• [STORED ROWS]:
----------

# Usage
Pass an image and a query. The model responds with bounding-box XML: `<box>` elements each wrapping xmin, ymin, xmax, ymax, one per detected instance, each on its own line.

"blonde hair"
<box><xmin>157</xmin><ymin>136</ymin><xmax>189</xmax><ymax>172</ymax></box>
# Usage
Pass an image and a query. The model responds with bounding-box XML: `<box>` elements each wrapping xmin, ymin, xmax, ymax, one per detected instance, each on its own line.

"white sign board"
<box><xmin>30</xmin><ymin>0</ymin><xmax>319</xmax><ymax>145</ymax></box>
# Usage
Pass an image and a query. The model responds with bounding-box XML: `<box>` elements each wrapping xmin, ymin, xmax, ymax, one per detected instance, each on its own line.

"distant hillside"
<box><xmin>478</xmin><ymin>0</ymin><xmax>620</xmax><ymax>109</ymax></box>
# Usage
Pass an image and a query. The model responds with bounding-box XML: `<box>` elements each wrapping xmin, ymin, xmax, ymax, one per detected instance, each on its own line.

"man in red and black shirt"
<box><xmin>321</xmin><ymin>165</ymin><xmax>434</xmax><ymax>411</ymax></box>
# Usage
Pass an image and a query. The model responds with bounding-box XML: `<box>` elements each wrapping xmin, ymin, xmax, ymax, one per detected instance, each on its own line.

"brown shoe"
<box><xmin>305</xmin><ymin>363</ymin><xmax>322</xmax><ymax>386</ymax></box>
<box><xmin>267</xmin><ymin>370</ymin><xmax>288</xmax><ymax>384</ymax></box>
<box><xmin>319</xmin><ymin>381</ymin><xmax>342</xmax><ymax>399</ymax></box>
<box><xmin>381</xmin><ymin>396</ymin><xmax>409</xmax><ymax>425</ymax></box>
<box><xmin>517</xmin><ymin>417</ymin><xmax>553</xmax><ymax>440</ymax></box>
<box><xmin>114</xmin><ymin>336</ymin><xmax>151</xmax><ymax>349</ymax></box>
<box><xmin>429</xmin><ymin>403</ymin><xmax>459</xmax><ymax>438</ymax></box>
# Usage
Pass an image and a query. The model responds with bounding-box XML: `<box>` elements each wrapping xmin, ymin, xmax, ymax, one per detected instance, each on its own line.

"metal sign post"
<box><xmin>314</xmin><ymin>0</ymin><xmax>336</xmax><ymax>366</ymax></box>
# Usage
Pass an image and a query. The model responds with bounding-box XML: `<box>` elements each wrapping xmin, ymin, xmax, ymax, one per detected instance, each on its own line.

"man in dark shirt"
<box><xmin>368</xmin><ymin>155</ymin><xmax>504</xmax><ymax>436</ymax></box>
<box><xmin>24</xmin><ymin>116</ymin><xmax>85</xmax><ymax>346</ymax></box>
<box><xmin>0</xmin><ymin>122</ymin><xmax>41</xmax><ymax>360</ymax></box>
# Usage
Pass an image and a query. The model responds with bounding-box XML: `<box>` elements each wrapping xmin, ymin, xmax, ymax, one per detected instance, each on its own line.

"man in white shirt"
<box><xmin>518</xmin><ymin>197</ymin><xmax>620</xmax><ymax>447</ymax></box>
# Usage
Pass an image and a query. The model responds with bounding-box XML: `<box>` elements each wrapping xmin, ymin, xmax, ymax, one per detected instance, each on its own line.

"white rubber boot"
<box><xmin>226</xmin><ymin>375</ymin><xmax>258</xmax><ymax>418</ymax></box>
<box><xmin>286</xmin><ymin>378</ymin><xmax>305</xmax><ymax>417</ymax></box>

----------

List every line in the records that contains the word "white".

"white sign board"
"man in white shirt"
"white rubber boot"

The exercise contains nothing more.